Extracted data entries
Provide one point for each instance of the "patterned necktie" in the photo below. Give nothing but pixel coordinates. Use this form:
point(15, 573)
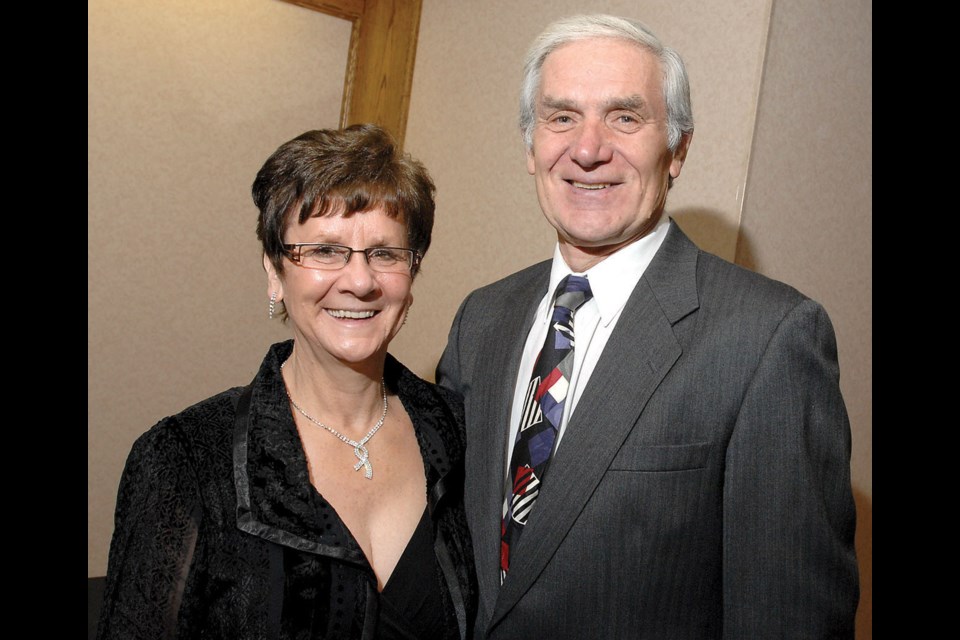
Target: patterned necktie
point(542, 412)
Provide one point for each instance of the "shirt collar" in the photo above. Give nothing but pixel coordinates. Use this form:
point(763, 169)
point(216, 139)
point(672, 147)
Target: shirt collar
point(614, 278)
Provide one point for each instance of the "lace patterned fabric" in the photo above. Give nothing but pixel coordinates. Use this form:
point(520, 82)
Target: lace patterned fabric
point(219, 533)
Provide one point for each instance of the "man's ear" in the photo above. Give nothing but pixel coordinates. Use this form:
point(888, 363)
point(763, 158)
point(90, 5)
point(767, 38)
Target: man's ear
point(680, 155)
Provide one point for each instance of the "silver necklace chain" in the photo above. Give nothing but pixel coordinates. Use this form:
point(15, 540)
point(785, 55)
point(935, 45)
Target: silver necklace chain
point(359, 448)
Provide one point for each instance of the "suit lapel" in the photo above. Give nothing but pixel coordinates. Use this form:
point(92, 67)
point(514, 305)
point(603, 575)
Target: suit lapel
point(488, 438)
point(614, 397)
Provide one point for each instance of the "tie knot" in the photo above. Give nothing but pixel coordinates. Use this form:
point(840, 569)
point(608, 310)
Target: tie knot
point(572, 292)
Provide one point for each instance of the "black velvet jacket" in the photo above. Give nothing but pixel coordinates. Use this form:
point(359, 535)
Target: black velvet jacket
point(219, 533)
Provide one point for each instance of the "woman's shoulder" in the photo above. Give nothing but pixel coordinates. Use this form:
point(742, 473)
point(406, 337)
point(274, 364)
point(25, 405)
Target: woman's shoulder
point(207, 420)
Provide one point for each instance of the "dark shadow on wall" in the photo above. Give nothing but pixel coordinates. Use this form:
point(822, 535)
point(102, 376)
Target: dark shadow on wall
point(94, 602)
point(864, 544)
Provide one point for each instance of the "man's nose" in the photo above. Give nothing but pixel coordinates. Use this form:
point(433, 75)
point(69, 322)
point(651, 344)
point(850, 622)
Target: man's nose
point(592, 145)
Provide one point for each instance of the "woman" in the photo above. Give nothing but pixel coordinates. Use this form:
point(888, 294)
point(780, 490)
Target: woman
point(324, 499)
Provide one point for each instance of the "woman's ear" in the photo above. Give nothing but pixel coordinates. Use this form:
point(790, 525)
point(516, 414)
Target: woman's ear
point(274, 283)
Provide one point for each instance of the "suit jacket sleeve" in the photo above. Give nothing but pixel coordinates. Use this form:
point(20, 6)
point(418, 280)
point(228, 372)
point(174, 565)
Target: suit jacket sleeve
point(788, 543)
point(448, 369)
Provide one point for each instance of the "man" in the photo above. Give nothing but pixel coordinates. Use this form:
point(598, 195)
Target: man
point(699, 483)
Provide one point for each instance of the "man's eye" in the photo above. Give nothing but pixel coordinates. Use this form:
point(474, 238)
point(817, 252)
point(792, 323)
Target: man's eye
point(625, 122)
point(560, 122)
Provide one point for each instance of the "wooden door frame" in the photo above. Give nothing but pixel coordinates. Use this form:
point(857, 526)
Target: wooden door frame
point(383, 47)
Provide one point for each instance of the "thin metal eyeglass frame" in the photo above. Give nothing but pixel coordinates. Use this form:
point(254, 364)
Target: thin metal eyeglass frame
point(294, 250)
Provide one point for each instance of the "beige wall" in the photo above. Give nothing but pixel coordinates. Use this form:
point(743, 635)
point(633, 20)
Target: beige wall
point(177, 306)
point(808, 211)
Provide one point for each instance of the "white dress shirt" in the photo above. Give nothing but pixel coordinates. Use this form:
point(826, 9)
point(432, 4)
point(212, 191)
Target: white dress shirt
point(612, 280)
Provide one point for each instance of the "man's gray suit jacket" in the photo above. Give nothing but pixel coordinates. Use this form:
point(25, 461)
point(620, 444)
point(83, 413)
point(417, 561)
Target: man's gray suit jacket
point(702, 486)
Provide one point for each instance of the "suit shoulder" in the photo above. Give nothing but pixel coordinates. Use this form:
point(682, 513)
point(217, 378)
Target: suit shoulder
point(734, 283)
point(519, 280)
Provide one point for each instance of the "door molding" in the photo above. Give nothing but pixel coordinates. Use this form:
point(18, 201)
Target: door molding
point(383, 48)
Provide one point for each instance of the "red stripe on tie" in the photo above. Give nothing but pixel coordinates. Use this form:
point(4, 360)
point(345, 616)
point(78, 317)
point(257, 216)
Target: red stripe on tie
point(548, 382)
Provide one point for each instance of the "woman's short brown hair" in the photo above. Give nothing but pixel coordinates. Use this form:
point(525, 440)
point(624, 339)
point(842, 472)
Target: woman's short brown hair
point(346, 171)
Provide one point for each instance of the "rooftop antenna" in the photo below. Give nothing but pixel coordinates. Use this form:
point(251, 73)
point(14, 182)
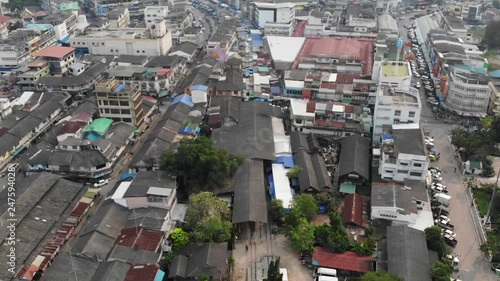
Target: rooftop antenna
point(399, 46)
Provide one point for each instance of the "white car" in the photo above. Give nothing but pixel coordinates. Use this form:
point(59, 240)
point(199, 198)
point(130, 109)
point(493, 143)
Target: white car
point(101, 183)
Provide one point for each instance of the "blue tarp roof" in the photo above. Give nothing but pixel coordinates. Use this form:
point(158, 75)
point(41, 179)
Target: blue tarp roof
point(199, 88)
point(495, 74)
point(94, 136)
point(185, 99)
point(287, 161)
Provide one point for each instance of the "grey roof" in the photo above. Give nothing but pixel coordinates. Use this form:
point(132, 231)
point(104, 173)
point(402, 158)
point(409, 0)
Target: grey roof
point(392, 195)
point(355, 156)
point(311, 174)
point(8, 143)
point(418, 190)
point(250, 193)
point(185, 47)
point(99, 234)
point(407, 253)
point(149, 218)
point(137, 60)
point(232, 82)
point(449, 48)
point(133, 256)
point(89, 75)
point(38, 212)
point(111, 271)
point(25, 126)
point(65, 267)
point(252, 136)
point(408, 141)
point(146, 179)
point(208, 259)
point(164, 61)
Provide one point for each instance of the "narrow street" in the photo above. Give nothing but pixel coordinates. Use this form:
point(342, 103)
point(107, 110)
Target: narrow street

**What the exercise asks**
Please copy exactly, and only, the lines from the line containing "Target: grey roof" through the last line of the records, with both ends included.

**Written response**
Target: grey roof
point(392, 195)
point(355, 156)
point(311, 174)
point(8, 143)
point(418, 190)
point(250, 193)
point(185, 47)
point(99, 234)
point(407, 253)
point(149, 218)
point(137, 60)
point(232, 82)
point(449, 48)
point(133, 256)
point(89, 75)
point(38, 212)
point(111, 271)
point(25, 126)
point(65, 267)
point(252, 136)
point(408, 141)
point(146, 179)
point(208, 259)
point(164, 61)
Provide one point for each instance of the "narrow street" in the photo above. Give nothing but pixel coordinates. Use this form:
point(342, 103)
point(107, 110)
Target: narrow street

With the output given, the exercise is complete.